**BRIEF**
Can you reproduce every line of the items below word for word, leaving the pictures out of your answer?

Region segmentation data
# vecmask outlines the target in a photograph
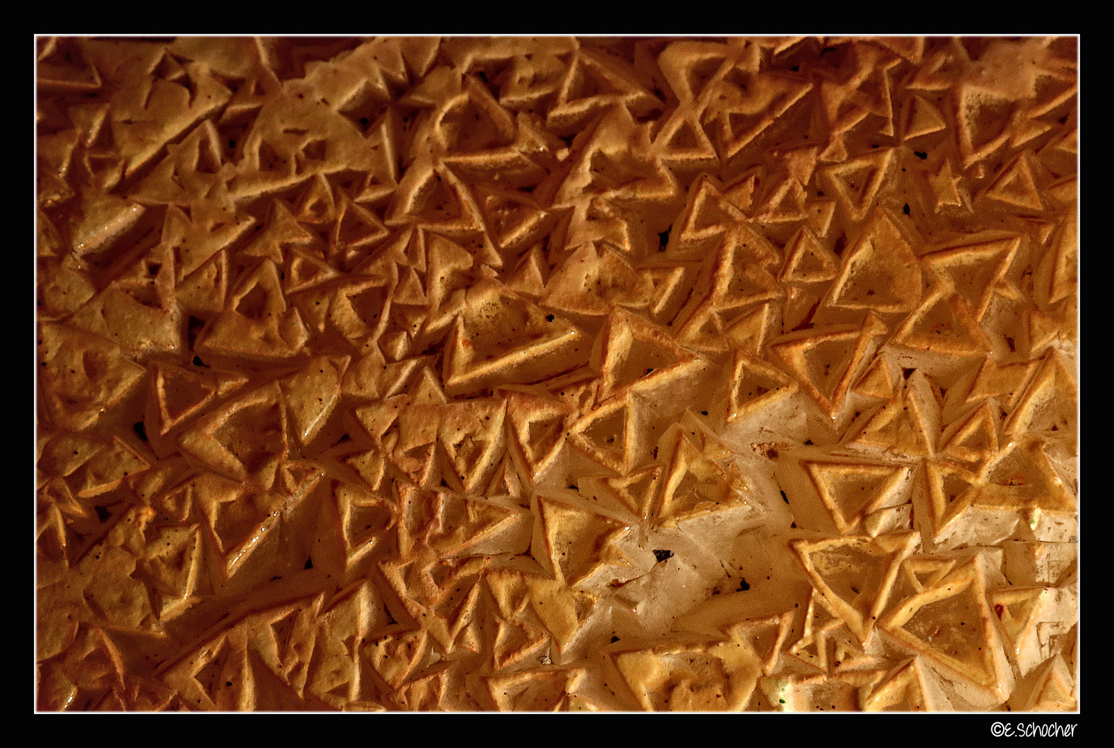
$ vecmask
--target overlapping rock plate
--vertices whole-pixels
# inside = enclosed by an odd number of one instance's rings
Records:
[[[1072,710],[1074,39],[38,41],[41,710]]]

**COMPLETE OUTPUT**
# vecmask outlines the target in a photograph
$ vecmask
--target overlapping rock plate
--vertices whole-pixels
# inside = enclosed by an odd number of one instance's rings
Records:
[[[1072,710],[1074,39],[38,41],[41,710]]]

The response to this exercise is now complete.